== Data extracts ==
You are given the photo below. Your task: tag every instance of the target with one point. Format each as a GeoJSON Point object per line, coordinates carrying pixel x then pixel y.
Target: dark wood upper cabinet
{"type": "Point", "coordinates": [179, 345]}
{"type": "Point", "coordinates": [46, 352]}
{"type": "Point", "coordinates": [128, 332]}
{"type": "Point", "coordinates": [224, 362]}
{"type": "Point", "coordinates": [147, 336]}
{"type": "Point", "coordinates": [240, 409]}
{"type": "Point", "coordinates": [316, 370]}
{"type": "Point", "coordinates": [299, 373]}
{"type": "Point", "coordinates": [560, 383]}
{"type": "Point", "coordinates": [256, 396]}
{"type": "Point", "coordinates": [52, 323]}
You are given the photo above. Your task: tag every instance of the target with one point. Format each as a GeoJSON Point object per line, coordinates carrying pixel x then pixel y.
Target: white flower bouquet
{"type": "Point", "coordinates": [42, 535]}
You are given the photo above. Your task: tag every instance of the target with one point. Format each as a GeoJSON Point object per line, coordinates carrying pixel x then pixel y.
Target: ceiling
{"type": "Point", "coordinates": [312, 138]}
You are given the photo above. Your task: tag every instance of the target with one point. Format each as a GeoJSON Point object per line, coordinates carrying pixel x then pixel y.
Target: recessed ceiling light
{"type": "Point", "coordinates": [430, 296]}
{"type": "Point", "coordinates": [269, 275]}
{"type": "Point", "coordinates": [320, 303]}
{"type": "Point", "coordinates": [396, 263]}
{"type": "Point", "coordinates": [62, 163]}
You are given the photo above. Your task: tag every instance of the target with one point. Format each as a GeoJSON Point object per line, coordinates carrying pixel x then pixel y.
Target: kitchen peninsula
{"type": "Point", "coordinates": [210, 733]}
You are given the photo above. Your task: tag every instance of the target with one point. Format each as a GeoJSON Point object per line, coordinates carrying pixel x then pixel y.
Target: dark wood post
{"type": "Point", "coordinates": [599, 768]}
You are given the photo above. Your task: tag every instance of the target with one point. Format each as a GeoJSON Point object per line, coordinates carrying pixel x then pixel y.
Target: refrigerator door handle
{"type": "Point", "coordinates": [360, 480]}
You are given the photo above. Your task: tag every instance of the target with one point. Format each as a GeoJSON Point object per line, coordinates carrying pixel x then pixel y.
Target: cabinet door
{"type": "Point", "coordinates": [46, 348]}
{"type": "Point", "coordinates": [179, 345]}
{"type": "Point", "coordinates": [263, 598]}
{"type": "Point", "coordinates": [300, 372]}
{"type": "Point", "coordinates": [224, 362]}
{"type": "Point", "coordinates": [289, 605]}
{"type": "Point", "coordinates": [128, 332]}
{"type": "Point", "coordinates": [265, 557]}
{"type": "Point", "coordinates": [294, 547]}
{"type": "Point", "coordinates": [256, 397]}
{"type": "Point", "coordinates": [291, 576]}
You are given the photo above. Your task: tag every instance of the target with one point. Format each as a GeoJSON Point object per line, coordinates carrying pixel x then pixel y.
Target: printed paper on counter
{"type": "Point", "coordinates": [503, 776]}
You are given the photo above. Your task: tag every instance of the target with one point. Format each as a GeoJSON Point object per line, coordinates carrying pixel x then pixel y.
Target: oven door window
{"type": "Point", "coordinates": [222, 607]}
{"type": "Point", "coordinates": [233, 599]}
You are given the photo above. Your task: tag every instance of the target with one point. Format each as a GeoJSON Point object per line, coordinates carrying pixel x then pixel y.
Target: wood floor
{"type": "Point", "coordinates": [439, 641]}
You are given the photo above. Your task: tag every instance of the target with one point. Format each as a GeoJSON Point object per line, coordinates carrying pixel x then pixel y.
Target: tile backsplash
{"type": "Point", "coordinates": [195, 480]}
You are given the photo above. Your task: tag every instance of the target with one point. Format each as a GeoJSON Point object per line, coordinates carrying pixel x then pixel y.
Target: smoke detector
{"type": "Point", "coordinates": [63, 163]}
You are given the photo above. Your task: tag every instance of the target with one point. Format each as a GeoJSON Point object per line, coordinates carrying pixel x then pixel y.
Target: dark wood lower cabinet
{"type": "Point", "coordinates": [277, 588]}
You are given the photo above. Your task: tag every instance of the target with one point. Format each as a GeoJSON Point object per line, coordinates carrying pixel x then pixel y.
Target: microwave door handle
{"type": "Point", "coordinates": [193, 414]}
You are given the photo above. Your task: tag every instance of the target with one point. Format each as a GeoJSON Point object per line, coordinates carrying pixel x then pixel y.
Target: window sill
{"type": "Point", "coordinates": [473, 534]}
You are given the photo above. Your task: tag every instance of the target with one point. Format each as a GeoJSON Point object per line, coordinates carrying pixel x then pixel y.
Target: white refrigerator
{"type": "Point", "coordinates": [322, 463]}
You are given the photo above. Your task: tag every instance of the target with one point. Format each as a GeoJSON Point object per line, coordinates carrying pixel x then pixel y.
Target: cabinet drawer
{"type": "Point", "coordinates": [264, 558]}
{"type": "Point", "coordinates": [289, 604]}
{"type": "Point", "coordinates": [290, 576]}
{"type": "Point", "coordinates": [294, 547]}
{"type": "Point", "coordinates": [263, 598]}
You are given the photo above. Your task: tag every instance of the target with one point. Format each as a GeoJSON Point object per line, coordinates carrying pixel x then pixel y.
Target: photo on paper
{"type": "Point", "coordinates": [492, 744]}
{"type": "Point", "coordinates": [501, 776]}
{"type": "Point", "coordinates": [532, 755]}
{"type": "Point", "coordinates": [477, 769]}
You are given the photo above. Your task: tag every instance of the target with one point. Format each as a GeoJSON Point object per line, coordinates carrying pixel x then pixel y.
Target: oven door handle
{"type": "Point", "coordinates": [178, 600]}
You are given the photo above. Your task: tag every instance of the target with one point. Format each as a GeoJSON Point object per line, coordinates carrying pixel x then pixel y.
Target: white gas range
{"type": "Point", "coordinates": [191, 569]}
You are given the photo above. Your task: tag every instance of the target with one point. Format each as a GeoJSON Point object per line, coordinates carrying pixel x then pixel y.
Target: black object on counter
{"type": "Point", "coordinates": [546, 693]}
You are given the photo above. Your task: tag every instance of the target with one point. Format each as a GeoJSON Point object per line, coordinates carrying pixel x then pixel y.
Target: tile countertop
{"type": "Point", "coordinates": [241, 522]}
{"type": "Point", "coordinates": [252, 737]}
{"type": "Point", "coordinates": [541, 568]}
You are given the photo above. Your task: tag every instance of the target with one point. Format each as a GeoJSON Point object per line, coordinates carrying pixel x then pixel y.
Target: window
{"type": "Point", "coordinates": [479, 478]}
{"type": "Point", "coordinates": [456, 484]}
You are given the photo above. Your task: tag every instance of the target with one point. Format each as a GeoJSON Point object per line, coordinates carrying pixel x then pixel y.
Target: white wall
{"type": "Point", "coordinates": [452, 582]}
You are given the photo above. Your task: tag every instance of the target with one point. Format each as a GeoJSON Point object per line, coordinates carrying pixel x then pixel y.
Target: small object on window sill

== Work required ==
Repeat the data in its entirety, word for word.

== Solution for this problem ==
You are given the photo below. Your task: tag every instance of the target with one point. Format each as a GeoJSON Point object per line, coordinates carrying pixel x then pixel y.
Target: dark wood upper cabinet
{"type": "Point", "coordinates": [179, 345]}
{"type": "Point", "coordinates": [46, 352]}
{"type": "Point", "coordinates": [128, 332]}
{"type": "Point", "coordinates": [224, 362]}
{"type": "Point", "coordinates": [147, 336]}
{"type": "Point", "coordinates": [240, 409]}
{"type": "Point", "coordinates": [316, 370]}
{"type": "Point", "coordinates": [299, 373]}
{"type": "Point", "coordinates": [560, 383]}
{"type": "Point", "coordinates": [256, 396]}
{"type": "Point", "coordinates": [52, 323]}
You are given the photo above. Your task: tag every instance of the target with one point. Format each as a GeoJSON Point object per line, coordinates carrying pixel x then pixel y.
Target: white flower bouquet
{"type": "Point", "coordinates": [42, 535]}
You are given the photo above. Your task: tag every instance of the target with one point. Format each as a GeoJSON Point object per line, coordinates carrying pixel x then pixel y.
Target: ceiling
{"type": "Point", "coordinates": [312, 138]}
You are given the photo above. Your task: tag every instance of the target with one point. Format each as a GeoJSON Point object per line, coordinates carrying pixel x then pixel y.
Target: recessed ceiling light
{"type": "Point", "coordinates": [430, 296]}
{"type": "Point", "coordinates": [269, 275]}
{"type": "Point", "coordinates": [320, 303]}
{"type": "Point", "coordinates": [396, 263]}
{"type": "Point", "coordinates": [62, 163]}
You are given the photo above. Your task: tag every instance of the target with one point. Format each as a GeoJSON Point object per line, coordinates carrying pixel x then pixel y.
Target: kitchen peninsula
{"type": "Point", "coordinates": [210, 733]}
You are given the photo above. Your task: tag every instance of the target with one point. Format each as a GeoJSON Point object per line, coordinates carrying pixel x then pixel y.
Target: dark wood post
{"type": "Point", "coordinates": [599, 768]}
You are given the photo above. Your task: tag every instance of the target with one point. Format each as a GeoJSON Point object per line, coordinates carrying pixel x then pixel y.
Target: refrigerator door handle
{"type": "Point", "coordinates": [360, 480]}
You are given the photo above. Your task: tag every instance of the target with one point. Format each as a GeoJSON Point object per line, coordinates carrying pixel x then pixel y.
Target: cabinet door
{"type": "Point", "coordinates": [46, 348]}
{"type": "Point", "coordinates": [179, 345]}
{"type": "Point", "coordinates": [263, 598]}
{"type": "Point", "coordinates": [300, 372]}
{"type": "Point", "coordinates": [224, 362]}
{"type": "Point", "coordinates": [289, 605]}
{"type": "Point", "coordinates": [128, 332]}
{"type": "Point", "coordinates": [265, 557]}
{"type": "Point", "coordinates": [294, 547]}
{"type": "Point", "coordinates": [256, 397]}
{"type": "Point", "coordinates": [291, 576]}
You are given the photo above. Your task: tag every instance of the target with one point. Format each as a GeoJSON Point object per line, coordinates carrying pixel x then pixel y.
Target: printed paper on counter
{"type": "Point", "coordinates": [503, 776]}
You are given the photo above. Your task: tag every instance of the target with one point. Format each as a GeoJSON Point object per line, coordinates carrying pixel x then pixel y.
Target: oven door window
{"type": "Point", "coordinates": [222, 607]}
{"type": "Point", "coordinates": [233, 599]}
You are given the photo above. Your task: tag every instance of the target with one point. Format each as a GeoJSON Point object per line, coordinates carrying pixel x then pixel y.
Target: wood floor
{"type": "Point", "coordinates": [439, 641]}
You are given the photo above. Your task: tag every instance of the target with one point. Format each as a GeoJSON Point object per line, coordinates carrying pixel x then pixel y.
Target: tile backsplash
{"type": "Point", "coordinates": [195, 480]}
You are given the photo above. Your task: tag every instance of the target with one point. Format each as a GeoJSON Point object per line, coordinates carrying pixel x then pixel y.
Target: smoke detector
{"type": "Point", "coordinates": [63, 163]}
You are given the photo above. Your task: tag every instance of the target with one point. Format each as a GeoJSON Point object per line, coordinates carrying pixel x then pixel y.
Target: dark wood lower cabinet
{"type": "Point", "coordinates": [277, 588]}
You are given the photo above. Your task: tag every instance of the target with one point. Format each as a GeoJSON Point object per line, coordinates carrying pixel x then pixel y.
Target: microwave door handle
{"type": "Point", "coordinates": [193, 414]}
You are given the photo above. Your task: tag every instance of the target with one point. Format each as a GeoJSON Point object per line, coordinates carrying pixel x then pixel y.
Target: window sill
{"type": "Point", "coordinates": [473, 534]}
You are given the photo above. Your task: tag every instance of the target with one point. Format each as a GeoJSON Point object per line, coordinates carrying pixel x then pixel y.
Target: white refrigerator
{"type": "Point", "coordinates": [322, 463]}
You are given the photo above. Your task: tag every instance of the target with one point. Format each as a GeoJSON Point object per line, coordinates carrying pixel x then pixel y.
Target: cabinet drawer
{"type": "Point", "coordinates": [264, 558]}
{"type": "Point", "coordinates": [289, 604]}
{"type": "Point", "coordinates": [290, 576]}
{"type": "Point", "coordinates": [294, 547]}
{"type": "Point", "coordinates": [263, 598]}
You are given the photo above. Your task: tag every instance of the target with one point. Format each as a GeoJSON Point object per line, coordinates carrying pixel x then pixel y.
Target: photo on paper
{"type": "Point", "coordinates": [492, 744]}
{"type": "Point", "coordinates": [501, 776]}
{"type": "Point", "coordinates": [532, 755]}
{"type": "Point", "coordinates": [477, 769]}
You are given the photo above. Your task: tag every instance of the target with one point. Format each as a GeoJSON Point object per line, coordinates carrying pixel x then pixel y.
Target: oven door handle
{"type": "Point", "coordinates": [178, 600]}
You are given the photo above. Your task: tag every instance of the target with one point. Format each as a GeoJSON Point object per line, coordinates carrying pixel x then pixel y.
Target: white gas range
{"type": "Point", "coordinates": [191, 569]}
You are given the photo above. Your task: tag every instance of the target with one point. Format each as a GeoJSON Point object per line, coordinates carrying pixel x then pixel y.
Target: black object on counter
{"type": "Point", "coordinates": [546, 693]}
You are given the photo above. Your task: tag every instance of the target with one point. Format each as a GeoJSON Point object per line, coordinates carrying pixel x then pixel y.
Target: tile countertop
{"type": "Point", "coordinates": [241, 522]}
{"type": "Point", "coordinates": [252, 737]}
{"type": "Point", "coordinates": [541, 568]}
You are given the photo above. Your task: tag every instance of the target with one point. Format each as a GeoJSON Point object per line, coordinates carrying pixel x then pixel y.
Target: window
{"type": "Point", "coordinates": [479, 478]}
{"type": "Point", "coordinates": [456, 484]}
You are given the photo above. Your task: tag every instance of the target with one point. Format each as a GeoJSON Point object per line, coordinates carrying pixel x then pixel y.
Target: white wall
{"type": "Point", "coordinates": [452, 582]}
You are given the photo above. Your task: tag every instance of the target with one point. Format each as a GeoJSON Point object per line, coordinates carrying pixel x then pixel y.
Target: small object on window sill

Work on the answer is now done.